Futur n° 1, James Deano ? Plusieurs concurrents sont sur les rangs. Ultime Team, Dope Skwad, Alter Ego, P 50, Opak… Autant de groupes qui briguent la médaille d’or. Car le rap possède un mental sportif. C’est par le biais d’une concurrence acharnée qu’il progresse.  » Par définition, chaque rappeur est contre tous les autres. Le mot d’ordre de Tupac Shakur, Me against the world (moi contre le monde), reste d’actualité « , indique Christian Béthune, auteur d’un intéressant ouvrage sur le sujet (2). Cet esprit de compétition trouve son expression la plus emblématique dans les battles, ces joutes oratoires où l’on triomphe en improvisant les rimes les plus percutantes.  » Un rappeur doit soulever les foules, être charismatique. Que t’aimes ou que t’aimes pas, il faut passer par les battles, c’est obligé « , affirme 13HOR, dont le premier album vient de sortir.

Textes prophétiques ? Peace, love and having fun. Paix, amour et rigolade. Le slogan originel a du plomb dans l’aile, mais il demeure une référence.  » Pour moi, le hip-hop, ça reste un art de vivre « , confie Jean-François Orban, connu et respecté dans le milieu sous le nom de DJ Sonar. Plusieurs anciens le disent : coupé des valeurs du mou-vement hip-hop, le rap est une coquille vide. Pour eux, la musique n’est qu’une facette d’une culture plus large, qui s’exprime également au travers de la danse (break) ou de la peinture (graffitis). Un brin nostalgique, Snype, du groupe Alter Ego, se souvient des temps héroïques :  » Avec les copains, on se réunissait souvent dans la rue pour tagger. D’autres gars ve-naient en curieux, avec leur radiocassette, et ils commençaient à danser. Puis d’autres encore arrivaient : ils se mettaient à rapper au rythme de la musique.  » Ce syncrétisme-là s’est un peu perdu. Les différentes disciplines du hip-hop sont désormais plus cloisonnées.
════════════════════
→ Les consignes
A - Répondez à ces questions sur l'extrait consacré au rap :
(i) Quel mot d'ordre de Tupac Shakur reste d'actualité selon Christian Béthune ?
(ii) Sous quel nom Jean-François Orban est-il connu dans le milieu ?
(iii) À quel groupe appartient Snype ?
B - Rédigez la suite de l'extrait sur le rap et le hip-hop, après sa dernière phrase.

→ Entrées
════════════════════
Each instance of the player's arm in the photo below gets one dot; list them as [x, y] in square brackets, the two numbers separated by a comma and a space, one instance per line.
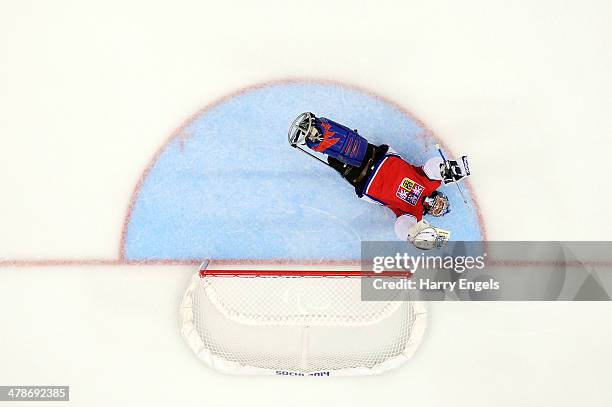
════════════════════
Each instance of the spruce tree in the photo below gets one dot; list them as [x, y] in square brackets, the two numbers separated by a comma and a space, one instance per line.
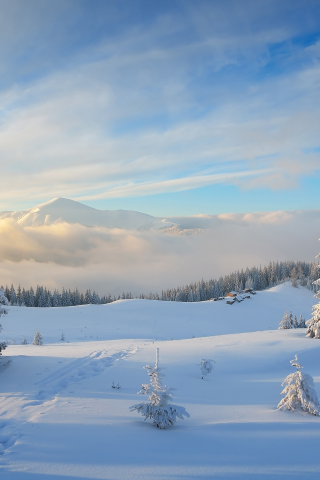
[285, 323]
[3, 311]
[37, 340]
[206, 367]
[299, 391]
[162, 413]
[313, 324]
════════════════════
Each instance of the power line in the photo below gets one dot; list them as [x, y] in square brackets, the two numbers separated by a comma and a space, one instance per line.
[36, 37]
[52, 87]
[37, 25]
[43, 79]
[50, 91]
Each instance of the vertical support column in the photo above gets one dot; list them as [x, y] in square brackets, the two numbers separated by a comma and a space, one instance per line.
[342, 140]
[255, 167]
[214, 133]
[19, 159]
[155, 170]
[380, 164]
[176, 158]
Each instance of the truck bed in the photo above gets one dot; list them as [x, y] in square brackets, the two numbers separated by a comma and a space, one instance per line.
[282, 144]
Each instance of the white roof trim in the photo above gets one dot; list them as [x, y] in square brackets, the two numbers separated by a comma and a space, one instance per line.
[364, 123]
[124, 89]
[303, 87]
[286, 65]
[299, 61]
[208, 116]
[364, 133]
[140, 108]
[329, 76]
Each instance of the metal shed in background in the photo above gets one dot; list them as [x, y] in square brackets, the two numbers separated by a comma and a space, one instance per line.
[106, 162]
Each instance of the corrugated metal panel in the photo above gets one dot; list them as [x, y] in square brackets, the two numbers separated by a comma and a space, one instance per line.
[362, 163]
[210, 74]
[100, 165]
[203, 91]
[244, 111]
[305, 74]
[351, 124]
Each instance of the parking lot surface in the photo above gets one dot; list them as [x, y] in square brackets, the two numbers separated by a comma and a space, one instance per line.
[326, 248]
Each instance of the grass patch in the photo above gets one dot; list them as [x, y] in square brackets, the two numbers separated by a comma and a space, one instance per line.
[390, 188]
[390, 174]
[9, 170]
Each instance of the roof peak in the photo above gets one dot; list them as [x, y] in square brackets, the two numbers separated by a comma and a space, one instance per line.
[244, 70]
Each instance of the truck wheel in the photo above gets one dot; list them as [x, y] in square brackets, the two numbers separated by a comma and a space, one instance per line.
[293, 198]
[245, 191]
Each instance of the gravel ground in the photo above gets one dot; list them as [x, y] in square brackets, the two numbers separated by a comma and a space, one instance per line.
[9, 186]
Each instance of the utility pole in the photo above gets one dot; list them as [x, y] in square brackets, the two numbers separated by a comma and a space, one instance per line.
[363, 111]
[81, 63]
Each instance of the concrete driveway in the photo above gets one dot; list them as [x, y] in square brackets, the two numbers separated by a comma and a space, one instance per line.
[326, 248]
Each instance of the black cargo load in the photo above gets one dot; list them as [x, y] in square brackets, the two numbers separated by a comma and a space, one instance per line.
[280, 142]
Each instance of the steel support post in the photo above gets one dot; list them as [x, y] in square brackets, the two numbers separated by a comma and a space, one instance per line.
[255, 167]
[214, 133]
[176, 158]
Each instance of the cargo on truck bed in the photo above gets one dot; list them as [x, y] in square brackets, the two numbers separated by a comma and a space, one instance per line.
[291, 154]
════════════════════
→ Réponses aux consignes
A -
(i) Me against the world (moi contre le monde)
(ii) DJ Sonar
(iii) Alter Ego

B -
Né à la fin des années 1970 dans les quartiers pauvres du Bronx, à New York, le rap est devenu l’allié naturel des laissés-pour-compte. En Belgique comme ailleurs. Fils d’ouvriers, jeunes en décrochage scolaire, immigrés de première ou de deuxième génération, nombreux sont ceux pour qui le rap demeure l’unique moyen d’exprimer haine et colères. Adil (19 ans) a grandi dans le quartier Anneessens, à Bruxelles. Là, à cinq minutes des boutiques clinquantes du centre-ville, la plupart des habitants vivent refermés sur eux-mêmes, sans autre horizon que le chômage ou les boulots précaires. La délinquance sévit.  » On a vu des grands partir en prison, d’autres qui se sont fait tirer dessus. Je ne savais pas comment réagir. Le rap m’a permis d’exprimer tout ça.  » Adil s’est choisi un nom de scène – Le Maroc’1 – et, depuis, il passe le plus clair de ses soirées à écrire, inlassablement…

Pour Saïda aussi, le rap fut un exutoire. Née au Maroc en 1981, arrivée en Belgique quelques années plus tard, elle confie avoir connu une enfance  » pas facile « .  » Des fois, je me dis que, si j’avais pas connu le rap, j’aurais pu vraiment très mal tourner « , dit-elle, sans un mot plus haut que l’autre. Sur scène, c’est autre chose : la voix de Saïda est aussi brûlante que le feu. Beaucoup la considèrent comme la meilleure rappeuse belge.  » Avec MST, mon ancien groupe, on voulait représenter le hardcore féminin. On était déstructurées, sauvages. Les mecs nous ont lynchées… Mais qu’est-ce qu’ils croient ? Il n’y a pas qu’eux qui ont la haine. Moi aussi, j’ai le droit de crier ma haine.  »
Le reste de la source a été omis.